WHAT YOU WILL DO: Every line in the data below that has the word "logo" should be returned.

DATA FOR PROCESSING:
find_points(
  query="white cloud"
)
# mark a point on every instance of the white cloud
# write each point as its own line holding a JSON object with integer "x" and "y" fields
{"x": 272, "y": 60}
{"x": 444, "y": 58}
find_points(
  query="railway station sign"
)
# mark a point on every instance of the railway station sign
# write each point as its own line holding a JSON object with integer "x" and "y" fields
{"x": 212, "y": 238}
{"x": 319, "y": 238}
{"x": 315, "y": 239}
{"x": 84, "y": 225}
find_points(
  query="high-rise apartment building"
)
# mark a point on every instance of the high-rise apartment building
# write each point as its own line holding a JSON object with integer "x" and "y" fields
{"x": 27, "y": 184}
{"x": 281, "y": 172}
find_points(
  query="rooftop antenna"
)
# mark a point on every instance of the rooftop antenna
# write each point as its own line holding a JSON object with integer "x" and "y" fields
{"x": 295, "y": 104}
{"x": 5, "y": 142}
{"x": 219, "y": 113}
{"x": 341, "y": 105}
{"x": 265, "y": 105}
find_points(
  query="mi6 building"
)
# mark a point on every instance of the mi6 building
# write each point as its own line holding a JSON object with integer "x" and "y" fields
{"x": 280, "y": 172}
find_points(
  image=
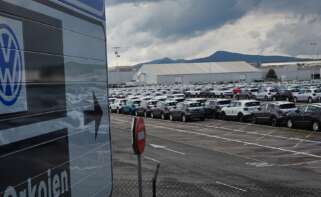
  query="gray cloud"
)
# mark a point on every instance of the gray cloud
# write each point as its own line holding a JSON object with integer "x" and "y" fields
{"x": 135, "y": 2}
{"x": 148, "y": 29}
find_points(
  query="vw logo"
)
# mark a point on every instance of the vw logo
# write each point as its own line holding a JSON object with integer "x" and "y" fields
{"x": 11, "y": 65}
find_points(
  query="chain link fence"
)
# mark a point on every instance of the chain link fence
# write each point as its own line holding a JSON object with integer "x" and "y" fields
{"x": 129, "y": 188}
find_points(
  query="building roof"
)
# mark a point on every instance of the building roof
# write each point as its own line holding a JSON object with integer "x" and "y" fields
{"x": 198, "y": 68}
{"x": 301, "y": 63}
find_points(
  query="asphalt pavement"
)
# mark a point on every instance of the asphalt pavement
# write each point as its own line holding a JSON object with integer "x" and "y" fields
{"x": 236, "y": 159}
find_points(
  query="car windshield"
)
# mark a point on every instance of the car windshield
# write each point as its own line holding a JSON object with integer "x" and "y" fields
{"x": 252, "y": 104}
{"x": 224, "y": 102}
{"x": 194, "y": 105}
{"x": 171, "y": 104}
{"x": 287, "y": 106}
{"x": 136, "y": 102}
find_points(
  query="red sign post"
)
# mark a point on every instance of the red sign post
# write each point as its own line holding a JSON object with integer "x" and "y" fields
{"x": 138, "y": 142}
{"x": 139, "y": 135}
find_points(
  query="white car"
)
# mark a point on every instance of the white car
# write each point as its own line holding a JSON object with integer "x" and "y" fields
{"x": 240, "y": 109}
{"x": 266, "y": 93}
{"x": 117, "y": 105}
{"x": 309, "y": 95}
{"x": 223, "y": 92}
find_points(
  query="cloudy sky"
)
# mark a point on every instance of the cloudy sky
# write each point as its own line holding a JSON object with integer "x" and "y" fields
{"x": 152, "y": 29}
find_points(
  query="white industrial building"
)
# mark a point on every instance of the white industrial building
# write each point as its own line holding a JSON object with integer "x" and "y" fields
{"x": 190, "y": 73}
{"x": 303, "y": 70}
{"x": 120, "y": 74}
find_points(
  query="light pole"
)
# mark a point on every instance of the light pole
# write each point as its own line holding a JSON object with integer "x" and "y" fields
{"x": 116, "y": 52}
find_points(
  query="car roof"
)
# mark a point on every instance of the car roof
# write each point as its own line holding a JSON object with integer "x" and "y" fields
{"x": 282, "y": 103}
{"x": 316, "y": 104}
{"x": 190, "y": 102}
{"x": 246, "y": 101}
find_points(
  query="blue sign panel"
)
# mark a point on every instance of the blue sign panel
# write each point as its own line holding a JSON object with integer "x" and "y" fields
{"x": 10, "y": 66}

* * *

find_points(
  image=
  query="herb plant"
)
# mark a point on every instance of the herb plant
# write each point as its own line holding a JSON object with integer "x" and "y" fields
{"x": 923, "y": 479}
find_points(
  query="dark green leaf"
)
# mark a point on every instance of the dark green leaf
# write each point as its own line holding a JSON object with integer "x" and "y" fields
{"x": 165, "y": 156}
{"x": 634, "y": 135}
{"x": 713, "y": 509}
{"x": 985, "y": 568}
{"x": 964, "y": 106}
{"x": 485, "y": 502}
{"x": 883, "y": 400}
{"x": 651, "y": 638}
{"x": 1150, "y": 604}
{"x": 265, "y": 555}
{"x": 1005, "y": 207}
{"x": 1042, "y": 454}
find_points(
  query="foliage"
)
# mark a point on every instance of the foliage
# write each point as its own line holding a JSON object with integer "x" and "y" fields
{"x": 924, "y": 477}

OUTPUT:
  query="vw logo"
# mark a point on every instance of the vw logo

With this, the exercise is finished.